Problem to work on: Please state, from the torque converter instructions, the minimum amount of new fluid to pour into the converter before installing it.

Selection:
........

Install a Torque Converter in a 4l60e Transmission

The General Motors 4l60e automatic transmission is a very common transmission used in light and medium duty trucks, passenger cars and sports cars.[1] Replacing the torque converter in this transmission is simple but it is very common for mechanics to incorrectly install it. Incorrect installation leads to immediate failure of the fluid pump upon start up and requires the transmission to once again be removed for repairs. This instruction set will show how to properly install the torque converter. It can also be applied to other transmissions in the “4L” family such as the 4L65e.


  1. Position the transmission. Position the transmission in a spacious and level area such as an open garage floor or on a workbench.
  2. Remove the torque converter. The original torque converter can be removed by positioning yourself in front of the bellhousing. Hold on to the converter by its sides, primarily at 3 o'clock and 9 o'clock positions. Gently pull it back towards you and slowly rotate in a rocking motion by moving your hands up and down a few inches as if you were turning a steering wheel.
  3. Drain the torque converter of old fluid. The torque converter will contain a few quarts of fluid. Place it with the bolt holes face-up in an appropriately sized bucket or drain pan and let it sit for about 30 minutes. The fluid will drain out very slowly.
  4. Inspect the input shaft. Now would be a good time to inspect the input shaft for any damage. If any damages are found such as broken or chipped splines, repair before installing the converter and transmission back in vehicle.[2]
  5. Fill the torque converter to be used. Whether the torque converter you are using is new or used, it is always best to fill it with at least a quart of new fluid before installing. Place the torque converter face down on a flat surface so that the input splines are facing up. The fluid will go in very slowly. Pour in as much as you can without the fluid running over. Once the fluid drains down, pour in more and repeat the process until you have at least a quart in the torque converter.

........

Dataset extract:
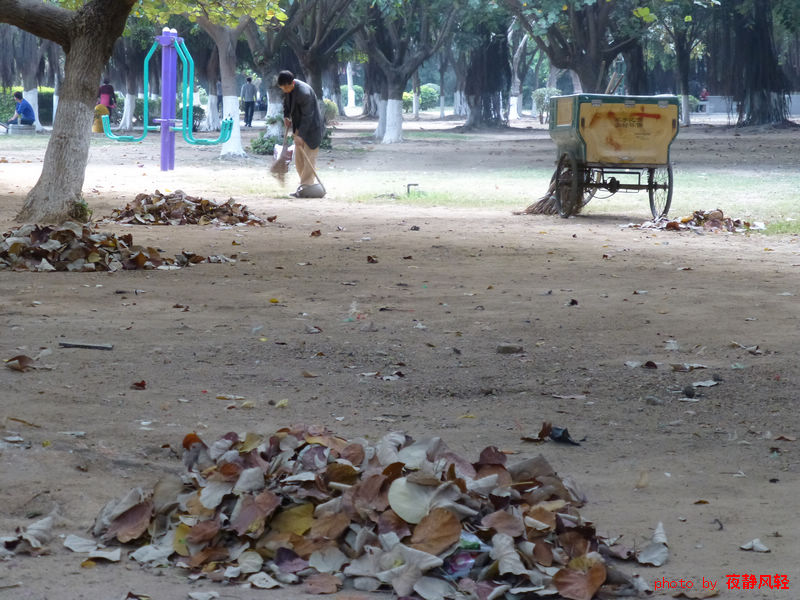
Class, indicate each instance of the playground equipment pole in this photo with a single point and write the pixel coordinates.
(169, 70)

........

Result: At least a quart.